*Instructions*:
**a)** In the overview of the Q4 2015 Strategic Alliance Magazine, why does the issue put communication skills in the spotlight?
**b)** Carry on with the overview of the Q4 2015 Strategic Alliance Magazine issue, picking up after its final sentence.

Posted By Cynthia B. Hanson, Tuesday, December 22, 2015

Sharp communication skills are an essential tool in the alliance manager’s toolbox, so we highlight the topic in the Q4 2015 Strategic Alliance Magazine. The lead article, “Upping Your Communications Game,” touches on several tools that can help build the collaboration framework. Several professionals address how to fine-tune those skills, including Eli Lilly and Company’s Mike Berglund, CA-AM on framework construction, body language experts Jack Brown and Clark Freshman on reading nonverbal communication, Anny Bedard of ABio Consulting on cross-cultural communication, and Trisha Griffin-Carty, owner of Griffin-Carty Communications, on the value of weaving stories into presentations. 

We also preview keynote speaker Jonathan Ballon, vice president of the Internet of Things Group at Intel, and other presenters bringing their leading-edge expertise to the upcoming March 1-4, 2016 ASAP Global Alliance Summit, to be held in National Harbor, Maryland, adjacent to Washington, D.C. As in previous years, the 2016 Summit is on the forefront of alliance management practice, with this year’s program honing in on the diversity of skills required for “Partnering Everywhere: Expert Leadership for the Ecosystem.” Also included in this issue are snippets of events at the Boston BioPharma gathering, “Conference Focuses on Surfing the Shifting BioPharma Wave,” as well as a recap of the 2015 ASAP European Alliance Summit, “The New Ecosystem for Partnerships.” 

Several philosophical voices espouse the value of “ninja” alliance management in the Your Career feature—metaphorically harnessing the ancient elements of earth, water, fire and wind and incorporating them into your daily practice. The article combines the ancient ninja concept with thoroughly modern wisdom and advice from Cindy Warren, vice president of alliance management at Janssen Pharmaceutical Companies of Johnson & Johnson, and four panelists at a lively session, “Cultivating an Alliance Management Career,” held Sept. 11 at the 2015 ASAP BioPharma Conference in Boston. Panelists spoke in ways that fit with a philosophical view of ninja practice: the earth element of being grounded and standing your ground; the water element of soft skills and moving around obstacles; tending the fire element by diffusing and managing conflict; harnessing the wind element by bending and being adaptable. For a quick synopsis on what to look for in an alliance manager, we added a short sidebar of Warren’s Top 10 qualities.

*Information supplied*:

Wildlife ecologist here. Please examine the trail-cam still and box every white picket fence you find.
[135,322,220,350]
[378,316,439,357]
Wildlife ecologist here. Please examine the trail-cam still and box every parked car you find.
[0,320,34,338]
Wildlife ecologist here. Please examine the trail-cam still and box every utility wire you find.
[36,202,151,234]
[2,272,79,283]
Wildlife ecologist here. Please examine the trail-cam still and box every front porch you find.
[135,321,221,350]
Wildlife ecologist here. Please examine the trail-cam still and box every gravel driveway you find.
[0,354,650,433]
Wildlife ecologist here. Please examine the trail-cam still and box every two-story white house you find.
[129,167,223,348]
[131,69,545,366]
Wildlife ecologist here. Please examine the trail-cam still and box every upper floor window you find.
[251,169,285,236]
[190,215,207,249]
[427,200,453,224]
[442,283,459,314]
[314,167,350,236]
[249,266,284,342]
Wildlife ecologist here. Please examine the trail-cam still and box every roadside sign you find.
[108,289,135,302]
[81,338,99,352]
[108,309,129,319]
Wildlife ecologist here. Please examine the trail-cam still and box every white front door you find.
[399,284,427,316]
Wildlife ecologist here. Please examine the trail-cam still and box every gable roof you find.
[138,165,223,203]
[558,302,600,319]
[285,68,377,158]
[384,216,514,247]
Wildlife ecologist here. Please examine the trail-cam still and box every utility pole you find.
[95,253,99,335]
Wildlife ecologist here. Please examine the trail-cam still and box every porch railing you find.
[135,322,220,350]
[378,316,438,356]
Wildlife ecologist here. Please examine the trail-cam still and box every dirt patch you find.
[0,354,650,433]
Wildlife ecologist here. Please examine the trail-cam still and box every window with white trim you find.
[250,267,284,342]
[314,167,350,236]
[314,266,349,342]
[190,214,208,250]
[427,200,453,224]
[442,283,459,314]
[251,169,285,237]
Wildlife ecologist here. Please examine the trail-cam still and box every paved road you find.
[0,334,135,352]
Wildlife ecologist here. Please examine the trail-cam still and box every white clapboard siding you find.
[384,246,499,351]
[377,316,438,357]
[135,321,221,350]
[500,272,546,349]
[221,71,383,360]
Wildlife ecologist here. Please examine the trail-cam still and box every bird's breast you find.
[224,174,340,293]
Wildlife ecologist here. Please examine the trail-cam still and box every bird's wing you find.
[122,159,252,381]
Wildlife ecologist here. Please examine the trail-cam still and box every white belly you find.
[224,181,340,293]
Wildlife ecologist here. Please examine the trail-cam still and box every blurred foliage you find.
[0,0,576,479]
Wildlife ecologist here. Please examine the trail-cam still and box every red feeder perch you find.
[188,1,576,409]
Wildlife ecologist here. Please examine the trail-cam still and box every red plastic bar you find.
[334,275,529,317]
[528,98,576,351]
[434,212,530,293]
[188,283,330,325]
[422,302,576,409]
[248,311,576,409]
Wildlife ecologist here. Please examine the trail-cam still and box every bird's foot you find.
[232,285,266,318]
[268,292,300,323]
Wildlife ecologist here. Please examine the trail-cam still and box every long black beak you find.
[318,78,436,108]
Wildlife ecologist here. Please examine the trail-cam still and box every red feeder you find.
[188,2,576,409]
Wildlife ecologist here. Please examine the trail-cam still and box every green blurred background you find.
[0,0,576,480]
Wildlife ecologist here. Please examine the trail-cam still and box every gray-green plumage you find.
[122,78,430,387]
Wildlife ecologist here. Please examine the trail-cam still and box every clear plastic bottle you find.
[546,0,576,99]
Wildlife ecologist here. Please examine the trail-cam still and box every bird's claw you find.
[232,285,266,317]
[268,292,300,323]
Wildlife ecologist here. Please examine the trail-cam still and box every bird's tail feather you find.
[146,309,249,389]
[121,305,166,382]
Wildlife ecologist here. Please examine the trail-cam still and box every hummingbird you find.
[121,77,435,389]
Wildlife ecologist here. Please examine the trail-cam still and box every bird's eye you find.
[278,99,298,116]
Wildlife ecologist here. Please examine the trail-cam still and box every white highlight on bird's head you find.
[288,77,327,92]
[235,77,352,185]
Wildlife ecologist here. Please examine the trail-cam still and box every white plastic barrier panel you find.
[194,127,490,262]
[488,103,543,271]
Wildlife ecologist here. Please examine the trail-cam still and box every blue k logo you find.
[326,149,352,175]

*Answer section*:
**a)** The issue highlights communication skills because sharp communication skills are an essential tool in the alliance manager's toolbox.

**b)**
There is a review of Remix Strategy: The Three Laws of Business Combinations, by Benjamin Gomes-Casseres, CSAP—a roadmap for the best partnering routes. Also, a heartfelt tribute to Tom Halle, CSAP, a longtime leader, mentor, and champion of the alliance management profession who recently passed away from lung cancer. The magazine also spotlights corporate member Amgen for its investment in strategic alliances with dozens of active partnerships involving cross-functional governance, while improving its own internal governance and processes, to build healthy, longterm partnerships. The quarterly editorial supplement, sponsored by Eli Lilly and Company, features the article “Major Moves: Simplifying Alliance Management Product Transitions With Thorough Planning” by Rachelle E. Hawkins, CA-AM, Joanna L. C. May, CA-AM, and David Thompson, CA-AM, on the challenging steps involved in transitioning a globally marketed asset to another company.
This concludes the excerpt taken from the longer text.